>>

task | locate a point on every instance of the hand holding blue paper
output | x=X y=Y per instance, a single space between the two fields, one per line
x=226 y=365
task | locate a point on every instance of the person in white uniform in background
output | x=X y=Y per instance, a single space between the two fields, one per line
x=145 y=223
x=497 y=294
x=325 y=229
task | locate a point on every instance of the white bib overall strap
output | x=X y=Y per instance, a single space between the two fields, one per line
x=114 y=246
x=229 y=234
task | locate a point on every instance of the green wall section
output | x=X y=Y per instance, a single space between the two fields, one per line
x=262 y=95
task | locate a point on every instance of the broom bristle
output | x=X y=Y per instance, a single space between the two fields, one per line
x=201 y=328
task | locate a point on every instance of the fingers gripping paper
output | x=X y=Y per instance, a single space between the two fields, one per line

<<

## GIVEN PROBLEM
Reproduce word for word the part of the data above that starts with the line containing "task | locate a point on every instance of the broom" and runs through the last line of the data.

## CORRECT RESPONSE
task | locate a point on every instance of the broom bristle
output | x=X y=Y per instance, a single space between the two fields, one per line
x=201 y=328
task | locate a point on every instance of the fingers gripping paper
output | x=X y=Y per instance, a single space between the two fields, one per line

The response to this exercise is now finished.